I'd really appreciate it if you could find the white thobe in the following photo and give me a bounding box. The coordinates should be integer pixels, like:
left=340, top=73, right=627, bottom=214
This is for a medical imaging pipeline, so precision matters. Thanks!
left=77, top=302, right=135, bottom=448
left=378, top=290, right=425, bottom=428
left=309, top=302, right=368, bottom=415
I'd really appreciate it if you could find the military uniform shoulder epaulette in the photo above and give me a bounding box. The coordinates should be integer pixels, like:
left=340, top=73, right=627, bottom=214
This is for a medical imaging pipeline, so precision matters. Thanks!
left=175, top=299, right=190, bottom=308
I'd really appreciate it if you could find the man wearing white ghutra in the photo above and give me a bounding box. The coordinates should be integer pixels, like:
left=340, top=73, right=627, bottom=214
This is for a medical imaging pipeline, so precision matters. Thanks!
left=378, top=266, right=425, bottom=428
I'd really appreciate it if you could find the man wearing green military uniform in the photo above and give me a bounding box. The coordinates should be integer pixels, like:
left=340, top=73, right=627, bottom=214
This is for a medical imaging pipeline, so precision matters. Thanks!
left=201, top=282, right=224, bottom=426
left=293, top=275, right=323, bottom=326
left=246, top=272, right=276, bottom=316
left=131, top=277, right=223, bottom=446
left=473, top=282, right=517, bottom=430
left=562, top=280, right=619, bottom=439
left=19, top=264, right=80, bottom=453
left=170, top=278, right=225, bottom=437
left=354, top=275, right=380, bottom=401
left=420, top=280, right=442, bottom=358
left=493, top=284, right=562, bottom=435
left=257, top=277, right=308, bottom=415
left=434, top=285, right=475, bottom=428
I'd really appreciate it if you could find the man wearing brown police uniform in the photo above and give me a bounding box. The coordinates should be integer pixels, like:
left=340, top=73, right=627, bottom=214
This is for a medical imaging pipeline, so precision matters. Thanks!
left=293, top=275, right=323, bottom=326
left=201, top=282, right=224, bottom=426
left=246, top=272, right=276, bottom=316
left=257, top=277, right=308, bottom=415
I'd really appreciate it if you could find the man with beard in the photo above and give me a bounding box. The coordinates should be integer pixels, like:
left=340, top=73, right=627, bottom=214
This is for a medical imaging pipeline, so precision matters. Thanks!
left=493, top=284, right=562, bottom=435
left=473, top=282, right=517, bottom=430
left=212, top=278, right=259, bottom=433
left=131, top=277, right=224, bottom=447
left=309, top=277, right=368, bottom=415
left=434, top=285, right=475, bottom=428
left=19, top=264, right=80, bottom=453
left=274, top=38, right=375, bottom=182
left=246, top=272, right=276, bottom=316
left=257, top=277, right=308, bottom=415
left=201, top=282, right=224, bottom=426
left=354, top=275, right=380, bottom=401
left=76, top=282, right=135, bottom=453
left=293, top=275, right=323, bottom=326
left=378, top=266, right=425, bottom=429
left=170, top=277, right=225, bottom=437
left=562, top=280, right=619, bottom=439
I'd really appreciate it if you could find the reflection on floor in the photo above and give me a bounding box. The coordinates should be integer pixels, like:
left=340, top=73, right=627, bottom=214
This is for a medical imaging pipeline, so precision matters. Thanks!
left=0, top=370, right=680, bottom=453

═══

Set down all of the records shown above once more, exactly.

I'd really appreciate it if you could find the white thobe in the following photo and give me a bounding box. The coordinates should be integer pixels, like:
left=340, top=73, right=627, bottom=214
This is for a medical imaging pipeline, so precision matters. Thanks!
left=77, top=302, right=135, bottom=448
left=378, top=290, right=425, bottom=428
left=309, top=302, right=368, bottom=415
I'd really appreciate it if you could find the military uniform shoulder epaulette in the photo above and give me a bounding box. The coordinates should be integer pixels, like:
left=340, top=73, right=627, bottom=214
This is for a medical imaging pipeline, so precision matters. Thanks!
left=175, top=299, right=190, bottom=308
I'd really appreciate it if you could find the man wearing white ghutra in the photo above and give me a bounding box. The coordinates should be integer pixels, like:
left=340, top=73, right=627, bottom=214
This is for a medical imaging pipeline, so precision matters. Thanks!
left=378, top=266, right=425, bottom=428
I'd really appreciate it if you could find the man wearing green military uniform in the photo above and give me a bounding box. The coordinates should be integer pixels, like:
left=340, top=73, right=627, bottom=214
This is for a medical imaging pipeline, so precision matters. Thanks!
left=201, top=282, right=224, bottom=426
left=293, top=275, right=323, bottom=326
left=246, top=272, right=276, bottom=316
left=131, top=277, right=223, bottom=446
left=473, top=282, right=517, bottom=430
left=562, top=280, right=619, bottom=439
left=19, top=264, right=80, bottom=453
left=170, top=278, right=225, bottom=437
left=354, top=275, right=380, bottom=401
left=420, top=280, right=442, bottom=358
left=493, top=284, right=562, bottom=435
left=257, top=277, right=308, bottom=415
left=434, top=285, right=475, bottom=428
I'd really appreciate it if you could find the man wearing brown police uniform in the photo above and give me a bounding box. The coordinates should be integer pixels, like:
left=340, top=73, right=627, bottom=214
This is for a medical imaging pipeline, so precision matters. Thanks!
left=293, top=275, right=323, bottom=326
left=201, top=282, right=224, bottom=426
left=246, top=272, right=276, bottom=316
left=257, top=277, right=308, bottom=415
I'd really appreciate it if you could find the man with beard in the photo above and give me a bounding box. The coordinates should be integer pixels, like:
left=340, top=73, right=627, bottom=214
This is for a medical imaging pipeline, so precision matters. Thanks!
left=493, top=284, right=562, bottom=435
left=473, top=282, right=517, bottom=430
left=212, top=278, right=259, bottom=433
left=131, top=277, right=224, bottom=447
left=309, top=277, right=368, bottom=415
left=434, top=285, right=475, bottom=428
left=19, top=264, right=80, bottom=453
left=274, top=38, right=375, bottom=182
left=246, top=272, right=276, bottom=316
left=257, top=277, right=308, bottom=415
left=201, top=282, right=224, bottom=426
left=354, top=275, right=380, bottom=401
left=76, top=282, right=135, bottom=453
left=293, top=275, right=323, bottom=326
left=378, top=266, right=425, bottom=429
left=170, top=277, right=225, bottom=437
left=562, top=280, right=619, bottom=439
I'd really appreciate it if you could find the reflection on floor in the photo above and give me a bounding box. The coordinates should be integer pixels, like:
left=340, top=73, right=627, bottom=214
This is for a medical imaging pipeline, so precision matters. Thanks!
left=0, top=370, right=680, bottom=453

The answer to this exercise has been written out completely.